What to produce: What you give back should match the records word for word.

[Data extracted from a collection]
• • • • • • •

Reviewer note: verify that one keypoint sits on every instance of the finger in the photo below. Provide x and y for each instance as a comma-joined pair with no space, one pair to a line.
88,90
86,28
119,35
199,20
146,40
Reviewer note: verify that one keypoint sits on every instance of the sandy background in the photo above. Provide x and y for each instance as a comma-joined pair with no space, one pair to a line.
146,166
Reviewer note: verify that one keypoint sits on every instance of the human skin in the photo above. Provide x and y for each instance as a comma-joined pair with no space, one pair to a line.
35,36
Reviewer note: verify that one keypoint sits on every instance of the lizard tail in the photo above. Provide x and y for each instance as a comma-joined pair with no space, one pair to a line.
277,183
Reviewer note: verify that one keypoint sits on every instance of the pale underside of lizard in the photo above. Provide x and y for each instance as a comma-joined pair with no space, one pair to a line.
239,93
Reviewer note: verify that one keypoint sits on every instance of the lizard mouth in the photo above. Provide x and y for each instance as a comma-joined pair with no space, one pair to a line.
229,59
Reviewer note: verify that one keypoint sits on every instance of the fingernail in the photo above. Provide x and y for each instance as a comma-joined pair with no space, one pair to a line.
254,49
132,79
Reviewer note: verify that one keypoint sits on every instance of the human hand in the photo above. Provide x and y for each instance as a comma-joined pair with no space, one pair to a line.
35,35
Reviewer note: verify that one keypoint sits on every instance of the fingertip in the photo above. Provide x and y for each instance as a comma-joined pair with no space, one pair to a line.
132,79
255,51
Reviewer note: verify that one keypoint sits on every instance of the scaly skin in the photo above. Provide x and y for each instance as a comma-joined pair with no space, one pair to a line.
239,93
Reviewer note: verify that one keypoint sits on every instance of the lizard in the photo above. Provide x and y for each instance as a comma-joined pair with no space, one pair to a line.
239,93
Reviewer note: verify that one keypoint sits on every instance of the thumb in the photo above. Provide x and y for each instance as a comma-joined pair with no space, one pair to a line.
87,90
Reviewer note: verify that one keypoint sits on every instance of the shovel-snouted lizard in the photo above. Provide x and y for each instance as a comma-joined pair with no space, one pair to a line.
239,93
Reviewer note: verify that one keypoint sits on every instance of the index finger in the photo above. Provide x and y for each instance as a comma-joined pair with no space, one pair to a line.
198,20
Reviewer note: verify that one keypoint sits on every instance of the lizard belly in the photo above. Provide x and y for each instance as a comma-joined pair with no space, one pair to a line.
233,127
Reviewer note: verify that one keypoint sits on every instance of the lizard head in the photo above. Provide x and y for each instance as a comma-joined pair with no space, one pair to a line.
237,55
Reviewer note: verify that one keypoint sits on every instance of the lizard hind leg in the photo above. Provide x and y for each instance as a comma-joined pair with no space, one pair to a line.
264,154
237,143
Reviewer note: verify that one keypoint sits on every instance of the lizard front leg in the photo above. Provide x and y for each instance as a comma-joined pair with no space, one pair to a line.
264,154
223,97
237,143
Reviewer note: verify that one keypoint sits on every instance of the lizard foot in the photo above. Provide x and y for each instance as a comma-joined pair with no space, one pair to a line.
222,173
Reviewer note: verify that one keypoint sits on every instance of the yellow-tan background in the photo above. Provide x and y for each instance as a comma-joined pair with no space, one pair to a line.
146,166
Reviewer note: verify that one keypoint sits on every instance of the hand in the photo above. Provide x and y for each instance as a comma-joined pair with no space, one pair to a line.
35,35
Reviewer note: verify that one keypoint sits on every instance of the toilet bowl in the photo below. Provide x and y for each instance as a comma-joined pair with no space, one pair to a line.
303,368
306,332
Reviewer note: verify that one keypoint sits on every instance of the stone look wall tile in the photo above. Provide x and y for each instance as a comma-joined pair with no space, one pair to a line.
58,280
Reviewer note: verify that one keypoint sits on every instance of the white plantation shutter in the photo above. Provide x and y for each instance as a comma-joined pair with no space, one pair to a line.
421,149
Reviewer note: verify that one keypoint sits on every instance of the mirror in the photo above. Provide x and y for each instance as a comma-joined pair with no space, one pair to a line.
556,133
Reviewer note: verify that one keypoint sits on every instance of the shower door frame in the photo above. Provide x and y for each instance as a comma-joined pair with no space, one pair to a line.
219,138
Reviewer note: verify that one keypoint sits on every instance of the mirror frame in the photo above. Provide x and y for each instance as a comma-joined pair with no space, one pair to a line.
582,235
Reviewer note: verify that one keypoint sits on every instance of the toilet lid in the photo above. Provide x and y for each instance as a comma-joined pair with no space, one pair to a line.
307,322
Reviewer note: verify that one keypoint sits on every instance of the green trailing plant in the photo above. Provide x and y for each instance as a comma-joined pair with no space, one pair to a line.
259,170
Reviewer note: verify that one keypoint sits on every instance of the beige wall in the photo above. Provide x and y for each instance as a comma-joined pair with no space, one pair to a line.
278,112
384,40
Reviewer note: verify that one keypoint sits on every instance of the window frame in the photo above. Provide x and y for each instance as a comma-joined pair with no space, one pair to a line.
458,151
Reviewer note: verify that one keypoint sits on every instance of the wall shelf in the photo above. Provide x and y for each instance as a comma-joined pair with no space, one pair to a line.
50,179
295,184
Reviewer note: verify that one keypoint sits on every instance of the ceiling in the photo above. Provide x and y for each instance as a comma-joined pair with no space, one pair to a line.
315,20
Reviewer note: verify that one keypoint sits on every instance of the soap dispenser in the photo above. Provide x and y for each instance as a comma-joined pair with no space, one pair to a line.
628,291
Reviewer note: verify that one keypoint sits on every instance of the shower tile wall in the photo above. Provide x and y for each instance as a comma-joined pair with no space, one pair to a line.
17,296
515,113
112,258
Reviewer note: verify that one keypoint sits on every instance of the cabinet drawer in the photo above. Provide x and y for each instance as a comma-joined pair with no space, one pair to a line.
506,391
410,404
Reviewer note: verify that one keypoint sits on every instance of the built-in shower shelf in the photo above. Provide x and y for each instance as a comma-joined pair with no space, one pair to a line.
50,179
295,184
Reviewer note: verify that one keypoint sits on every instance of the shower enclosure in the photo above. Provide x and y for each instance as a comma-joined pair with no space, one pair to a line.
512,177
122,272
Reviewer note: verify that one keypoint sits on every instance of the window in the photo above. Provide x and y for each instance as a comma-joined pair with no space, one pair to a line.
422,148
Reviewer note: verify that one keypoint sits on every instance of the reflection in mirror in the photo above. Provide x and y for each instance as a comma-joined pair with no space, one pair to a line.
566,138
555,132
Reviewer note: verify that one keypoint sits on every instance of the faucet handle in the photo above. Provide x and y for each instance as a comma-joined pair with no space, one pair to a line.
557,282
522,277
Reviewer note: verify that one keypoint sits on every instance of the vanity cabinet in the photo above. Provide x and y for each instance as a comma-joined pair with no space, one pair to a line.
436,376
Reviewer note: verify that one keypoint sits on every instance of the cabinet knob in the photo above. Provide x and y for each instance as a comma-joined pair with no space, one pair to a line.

• • • • • • •

Your response:
Reviewer note: verify that one keypoint sits on every instance of the finger in the photo below. Provide x and y for each instance as a comma-joined pair with no space, one pair to a line.
88,90
86,28
119,35
199,20
146,40
Reviewer note: verify that one keypoint sits on every instance of the sandy background in the photo above. Provide x and y for each instance as a comma-joined pair with no space, one pair to a line.
146,166
Reviewer note: verify that one keypoint sits on every instance of the human skin in the photo above. Provide x and y for each instance as a comma-joined pair with no space, one pair to a line.
35,36
Reviewer note: verify that one keypoint sits on every instance of the lizard tail in the photo above. Provide x and y for each instance as a comma-joined pair with no space, one pair to a line.
277,183
Reviewer note: verify that one keypoint sits on every instance of the pale underside of lizard in the photo above. Provide x and y for each instance as a comma-joined pair with no space, one pair to a line.
239,93
Reviewer note: verify that one keypoint sits on every instance of the lizard mouth in the photo above. Provide x and y for each instance as a comma-joined pair with no space, one pair to a line.
229,59
Reviewer note: verify that one keypoint sits on every instance of the fingernail in the photo above. Provide x and y for each instance as a comma-joined pair with no space, one pair to a line.
254,49
132,79
Reviewer note: verify that one keypoint sits on every instance of the human hand in the photo above. Provide x and y for each instance as a comma-joined pair with no space, one pair to a line.
35,35
Reviewer note: verify that one keypoint sits on every instance of the fingertip in the photo above. Provide x and y for each instance as a comma-joined pair with no space, one pair to a line.
132,79
255,51
Reviewer note: verify that one keypoint sits on every instance of the scaly skin in the photo above. Provide x and y for each instance as a comma-joined pair with no space, one pair to a line.
239,93
Reviewer note: verify that one keypoint sits on every instance of the lizard in the photo above. Provide x and y for each instance as a comma-joined pair with no space, one pair to a line.
239,93
Reviewer note: verify that one keypoint sits on every instance of the thumb in the photo above. Provide x and y for each instance as a comma-joined pair with no space, one pair to a line.
87,90
Reviewer note: verify that one keypoint sits on every instance of the shovel-snouted lizard in the photo above. Provide x and y for each instance as a comma-joined pair with no space, one pair to a line.
239,93
Reviewer note: verify that one keypoint sits on every instance of the index finger in the photo above. Provide x and y for each instance as a comma-joined pair with no space, one pair to a line.
198,20
Reviewer note: verify that one keypoint sits on every instance of the lizard belly in the photo above. Provide x and y for each instance as a comma-joined pair with no space, one pair to a line.
233,127
Reviewer note: verify that one keypoint sits on every instance of the lizard head in the photo above. Provide x and y for each instance as a comma-joined pair with no space, one pair to a line.
237,55
Reviewer note: verify that one keypoint sits on every instance of the lizard hind leg in the photo above. Provide x and y for each instance as a comma-joined pair with no space, one pair to a line.
264,154
237,143
Reviewer note: verify that one keypoint sits on every instance of the lizard front leg in the photo above. Provide x and y for each instance as a comma-joined pair with no space, one pair to a line.
264,154
223,97
237,143
Reviewer note: verify that one keypoint sits on every instance of the lizard foot in the photo above. Provide x and y for each instance as a comma-joined pair with no space, one pair to a line.
222,173
Reviewer note: verify that one keypoint sits on every instance of the yellow-tan background in the photo above. Provide x and y for each instance as a comma-joined pair with no space, one pair to a line.
146,166
Reviewer note: verify that one keypoint sits on every instance of the hand in the photo above. Provide x and y for each instance as a comma-joined pair with no space, one pair to a line.
35,35
Reviewer note: verify that one keypoint sits on every instance of the toilet bowl in the photo below. Provide x and y for each instance as a comma-joined pair with no space, one pair to a line.
303,368
306,332
Reviewer note: verify that one keypoint sits on every instance of the stone look wall tile in the photo above. Provide x and y for each instance as a comma-joined pair with no space, one pair to a line.
58,280
Reviewer note: verify that one keypoint sits on every instance of the white plantation shutter in the photo above. Provide x and y for each instance as a comma-joined pair with no space, one pair to a line.
421,149
Reviewer note: verify that one keypoint sits on every instance of the mirror in the photo above. Provide x and y for each instance as a comma-joined pair with no space, one pair to a line.
556,133
Reviewer note: verify that one keypoint sits on every instance of the shower door frame in the photo above. Provide x and y for each instance as a comma-joined pair with no space, one pair to a line.
219,138
Reviewer note: verify that one keypoint sits on every instance of the mirror frame in the photo above. Provide x and y for each instance as a comma-joined pair with no space, one pair to a line.
582,235
Reviewer note: verify that one keypoint sits on every instance of the toilet lid in the photo above. Provide x and y for each instance as a comma-joined pair with no space, one pair to a line.
307,322
Reviewer note: verify that one keypoint sits on every instance of the green trailing plant in the photo above. Provide x and y for each instance as a comma-joined pair with no space, one pair to a line.
259,170
Reviewer note: verify that one keypoint sits on every instance of the beige wall in the photo above. Provide x and y for each instance as a comma-joined pair with no space, one pair to a line.
278,112
384,40
Reviewer note: verify that one keypoint sits on every instance of the window frame in the photo above. Provide x and y for each instance as a comma-joined pair with no space, one pair to a line.
458,151
Reviewer note: verify that one keypoint sits on every instance of the wall shelf in the photo above. Provide x and y for each instance as a comma-joined pair with no space, one pair to a line.
50,179
295,184
Reviewer note: verify that one keypoint sits on every instance of the ceiling in the photo above. Provide x and y for each instance as a comma-joined pair with no space, one pair to a line.
315,20
Reviewer note: verify that one keypoint sits on every instance of the soap dispenser in the photo above. Provide x and y for each instance as a comma-joined pair with no space, one pair to a line.
628,291
Reviewer note: verify that one keypoint sits on every instance of the shower tile wall in the photo above. Provide x and y for each instance as a comma-joined pair with no space, one pair to a line.
17,296
515,113
112,258
Reviewer note: verify that one keypoint sits on every instance of the cabinet drawer in the photo above. Provide x and y for each instance as a comma-joined pair with no space, one pair to a line.
506,391
410,404
Reviewer note: verify that one keypoint sits on every instance of the built-in shower shelf in the photo above. Provide x and y for each instance as a comma-joined pair with no space, one pair to a line.
50,179
295,184
Reviewer note: verify that one keypoint sits on every instance of the shower enclosure in the photo above. Provide x and y for each instance as a comma-joined pair with no space, one pair to a line.
512,177
122,272
Reviewer note: verify that one keypoint sits on every instance of the window in the photo above. Provide x and y for each instance as a comma-joined pair with no space, one pair to a line.
422,148
Reviewer note: verify that one keypoint sits on every instance of the reflection in mirror in the photo above. Provide x and y for each instance as a comma-joined pair with no space, one pair to a line.
566,138
555,132
Reviewer note: verify that one keypoint sits on every instance of the faucet handle in the photo above. Provide x and y for each instance as a comma-joined pair with no space, one pair to a line.
557,282
522,277
Reviewer note: verify that one keypoint sits on every instance of the vanity cabinet in the photo above. Provide x and y for each instance as a comma-joined pair with no space, one pair to a line.
436,376
Reviewer note: verify that one keypoint sits on every instance of the cabinet knob in the photo above. Provide x and y for each instance as a comma-joined pair with no space, one pair to a line.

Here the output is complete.